===== Dataset extract

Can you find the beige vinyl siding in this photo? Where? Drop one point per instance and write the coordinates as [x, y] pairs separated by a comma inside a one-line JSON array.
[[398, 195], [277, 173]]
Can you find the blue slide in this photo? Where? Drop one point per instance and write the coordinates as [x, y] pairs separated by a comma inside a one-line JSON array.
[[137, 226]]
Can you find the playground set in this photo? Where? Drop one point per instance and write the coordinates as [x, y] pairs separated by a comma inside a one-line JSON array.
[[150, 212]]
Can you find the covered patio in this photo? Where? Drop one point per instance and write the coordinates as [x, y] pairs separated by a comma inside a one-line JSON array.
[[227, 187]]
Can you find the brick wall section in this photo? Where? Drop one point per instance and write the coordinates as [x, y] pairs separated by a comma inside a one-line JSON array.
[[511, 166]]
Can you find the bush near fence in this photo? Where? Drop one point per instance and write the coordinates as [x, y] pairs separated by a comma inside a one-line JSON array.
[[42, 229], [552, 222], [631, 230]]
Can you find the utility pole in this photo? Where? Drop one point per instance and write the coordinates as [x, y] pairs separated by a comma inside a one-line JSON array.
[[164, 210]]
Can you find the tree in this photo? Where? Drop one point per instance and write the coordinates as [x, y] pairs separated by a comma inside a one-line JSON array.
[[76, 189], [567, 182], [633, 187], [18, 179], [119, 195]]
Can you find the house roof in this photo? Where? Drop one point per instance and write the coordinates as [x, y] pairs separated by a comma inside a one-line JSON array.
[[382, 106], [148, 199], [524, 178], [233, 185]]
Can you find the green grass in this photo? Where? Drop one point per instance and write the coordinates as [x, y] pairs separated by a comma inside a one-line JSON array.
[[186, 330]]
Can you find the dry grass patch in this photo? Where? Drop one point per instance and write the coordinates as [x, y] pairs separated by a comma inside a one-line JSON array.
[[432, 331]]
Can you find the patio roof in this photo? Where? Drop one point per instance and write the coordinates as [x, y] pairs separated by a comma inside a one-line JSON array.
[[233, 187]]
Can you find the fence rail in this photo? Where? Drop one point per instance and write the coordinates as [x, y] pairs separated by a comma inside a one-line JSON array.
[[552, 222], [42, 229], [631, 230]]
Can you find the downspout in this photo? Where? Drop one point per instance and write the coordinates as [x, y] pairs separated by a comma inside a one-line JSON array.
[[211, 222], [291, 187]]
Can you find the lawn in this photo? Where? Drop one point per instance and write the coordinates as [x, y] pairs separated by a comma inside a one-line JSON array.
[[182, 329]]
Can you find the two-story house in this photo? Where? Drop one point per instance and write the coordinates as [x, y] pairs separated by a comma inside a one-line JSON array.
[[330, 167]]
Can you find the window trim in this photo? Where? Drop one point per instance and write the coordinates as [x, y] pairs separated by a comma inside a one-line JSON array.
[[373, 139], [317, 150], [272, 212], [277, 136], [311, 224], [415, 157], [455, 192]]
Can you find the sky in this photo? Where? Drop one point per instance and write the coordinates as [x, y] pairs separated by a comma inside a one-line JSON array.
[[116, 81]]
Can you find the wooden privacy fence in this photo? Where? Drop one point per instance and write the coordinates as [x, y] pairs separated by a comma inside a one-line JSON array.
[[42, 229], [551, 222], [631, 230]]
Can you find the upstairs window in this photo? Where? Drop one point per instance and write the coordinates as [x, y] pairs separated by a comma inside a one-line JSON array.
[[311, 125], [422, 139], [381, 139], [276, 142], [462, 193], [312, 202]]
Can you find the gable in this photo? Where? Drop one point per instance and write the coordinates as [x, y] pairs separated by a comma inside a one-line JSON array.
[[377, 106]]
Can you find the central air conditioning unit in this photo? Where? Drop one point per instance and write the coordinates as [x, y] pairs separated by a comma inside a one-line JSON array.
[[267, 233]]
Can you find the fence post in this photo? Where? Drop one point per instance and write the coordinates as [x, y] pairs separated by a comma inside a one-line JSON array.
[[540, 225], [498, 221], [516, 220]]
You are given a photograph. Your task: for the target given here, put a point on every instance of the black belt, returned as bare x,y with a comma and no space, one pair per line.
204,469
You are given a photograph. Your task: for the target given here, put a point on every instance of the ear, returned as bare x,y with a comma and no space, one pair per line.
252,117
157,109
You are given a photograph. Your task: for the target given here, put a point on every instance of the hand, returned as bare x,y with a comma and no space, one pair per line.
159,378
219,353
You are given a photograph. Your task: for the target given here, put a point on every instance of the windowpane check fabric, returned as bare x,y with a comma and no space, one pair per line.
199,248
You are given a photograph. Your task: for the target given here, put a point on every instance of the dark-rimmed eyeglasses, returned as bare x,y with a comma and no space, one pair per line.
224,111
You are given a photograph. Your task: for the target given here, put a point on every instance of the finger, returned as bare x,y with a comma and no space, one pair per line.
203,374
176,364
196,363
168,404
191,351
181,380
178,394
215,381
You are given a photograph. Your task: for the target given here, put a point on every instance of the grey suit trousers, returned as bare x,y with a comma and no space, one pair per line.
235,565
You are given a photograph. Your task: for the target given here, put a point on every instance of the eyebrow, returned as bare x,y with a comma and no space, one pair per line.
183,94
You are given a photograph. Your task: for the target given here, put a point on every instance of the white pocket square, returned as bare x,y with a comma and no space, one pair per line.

==========

**Work task**
Would you repeat each line above exactly as it stands?

**Result of the task**
Can you find the beige vinyl siding in this photo? Where? Drop one point per instance and write the coordinates as [x, y] pairs separated by a comma inside a one-line JSON array.
[[398, 195], [277, 173]]
Can you find the blue slide in this photo? Where? Drop one point per instance and write the coordinates as [x, y] pairs separated by a comma inside a one-line JSON array.
[[137, 226]]
Can you find the playground set in this photo? Where? Drop one point per instance and write the coordinates as [x, y] pairs separated by a comma inside a one-line JSON array.
[[150, 212]]
Can you find the covered patio in this photo? Where? Drop one point per instance and write the coordinates as [x, y] pairs separated by a comma inside a one-line JSON array.
[[227, 187]]
Can you find the brick wall section in this photo? Where? Drop one point per instance and write the coordinates as [x, y] pairs separated by a comma inside a one-line JSON array.
[[511, 166]]
Can you find the bush near fence in this photo? Where? Drop one point per instance and write the coordinates as [x, y] pairs separated by a comma inside a one-line JSON array.
[[42, 229], [552, 222], [631, 230]]
Can you find the utility pole in this photo? Where? Drop one point per instance and write the coordinates as [x, y] pairs separated by a comma inside a one-line JSON array.
[[164, 210]]
Can you find the tree in this photo? Where? Drop one point per instance and write the coordinates as [x, y] pairs separated by a comma inside a one-line JSON array.
[[76, 189], [567, 182], [633, 187], [18, 179], [119, 195]]
Can you find the house roof in this photo? Where? Drop one point per instance and write the coordinates as [x, y] pairs separated by a comma inside a one-line JSON array.
[[382, 106], [148, 199], [524, 178], [233, 185]]
Can you find the green grass in this photo? Where? Drop one point per instance and write the coordinates as [x, y] pairs separated by a comma inside a one-line JSON array.
[[186, 330]]
Can you find the dry grass patch in this photo? Where? Drop one point per instance and write the coordinates as [x, y] pairs separated by a comma inside a one-line JSON array.
[[432, 331]]
Can you find the patio roof in this photo? Where? Drop one point per instance and write the coordinates as [x, y] pairs separated by a comma inside a one-line JSON array.
[[233, 187]]
Can you find the fence rail in this photo? Where? Drop one point per instance and write the coordinates as [x, y] pairs separated by a comma inside a one-line JSON array.
[[552, 222], [42, 229], [631, 230]]
Can you find the downspout in this photo? Where? Drop one point per instance and write the coordinates as [x, y] pairs separated by a comma inside a one-line JSON array.
[[211, 222], [291, 187]]
Can you find the lawn in this photo? Where? Drop one point per instance and write the coordinates as [x, y] pairs separated by a comma inside a one-line JSON array.
[[182, 329]]
Can you find the two-story house in this photo? Where? Drop one point per instance and write the coordinates as [x, y] pairs separated by a comma inside a one-line JSON array.
[[330, 167]]
Can you find the window trim in this photo? Where? Drop one point per instance and write the coordinates as [x, y] pairs separated by a comma inside a one-line JSON array.
[[373, 139], [317, 150], [272, 212], [277, 136], [311, 224], [415, 157], [455, 192]]
Can you find the sky in this photo? Where? Drop one point per instance and write the coordinates as [x, y] pairs separated by a comma inside a one-line JSON array.
[[116, 81]]
Can you find the wooden privacy fence in this photo? Where? Drop one point per instance and write the coordinates as [x, y] pairs separated by a comma inside a one-line JSON array.
[[42, 229], [551, 222], [631, 230]]
Can you find the upstairs window in this photo? Where? Drop one point per instance and write the coordinates as [x, y] pairs separated by a comma inside a one-line JSON array.
[[311, 125], [422, 139], [381, 139], [276, 142], [462, 193], [312, 202]]
Can you find the gable in this photo? Where? Drop one point per instance and write the coordinates as [x, y] pairs separated by a comma inside a one-line JSON array.
[[377, 106]]
Can you find the central air conditioning unit in this photo? Where? Drop one point per instance and write the coordinates as [x, y] pairs separated by a comma inside a one-line JSON array.
[[267, 233]]
Can you find the fence post in this photo? Where? Drop one point per instance and write the coordinates as [x, y] pairs separated by a comma inside a one-line JSON array.
[[540, 225], [498, 221], [516, 220]]
You are given a photograph. Your task: for the target given here, put a point on every instance of the black belt, returned as bare x,y with a comma and no space, one pair per line.
204,469
You are given a photograph. Your task: for the target given here, put a point on every instance of the ear, returned as bare x,y with a comma and no space, one pair per line.
252,117
157,109
You are given a photograph. Your task: for the target given here, put a point on every instance of the hand, returned as bare x,y with a comma and no space, one pair per line.
159,378
219,353
You are given a photograph. Your task: for the target given here, put a point on every instance of the windowpane check fabric, returned as bare x,y with a comma and no space, one pair per line.
199,248
You are given a photograph. Your task: for the target given here, put a point on every instance of the dark-rimmed eyeglasses, returned as bare x,y with a comma and no space, one pair per line.
224,111
You are given a photograph. Your task: for the target given here, put a point on every instance of the finger, returned as bare x,y with a comma and no space, one pair per line.
203,374
176,364
196,363
168,404
191,351
181,380
178,394
215,381
You are given a photograph. Your task: for the target given here, put a point on every instance of the grey suit trousers, returned as bare x,y with a comma and no space, one pair per line.
235,565
You are given a photograph. Your task: for the target given here, put a point on every instance of the eyebrow, returned as bare x,y with a comma and no space, one pair per line.
183,94
You are given a photograph. Your task: for the target given here, put a point on every instance of the white pocket square, returned as bare x,y with a comma and no space, one pair per line.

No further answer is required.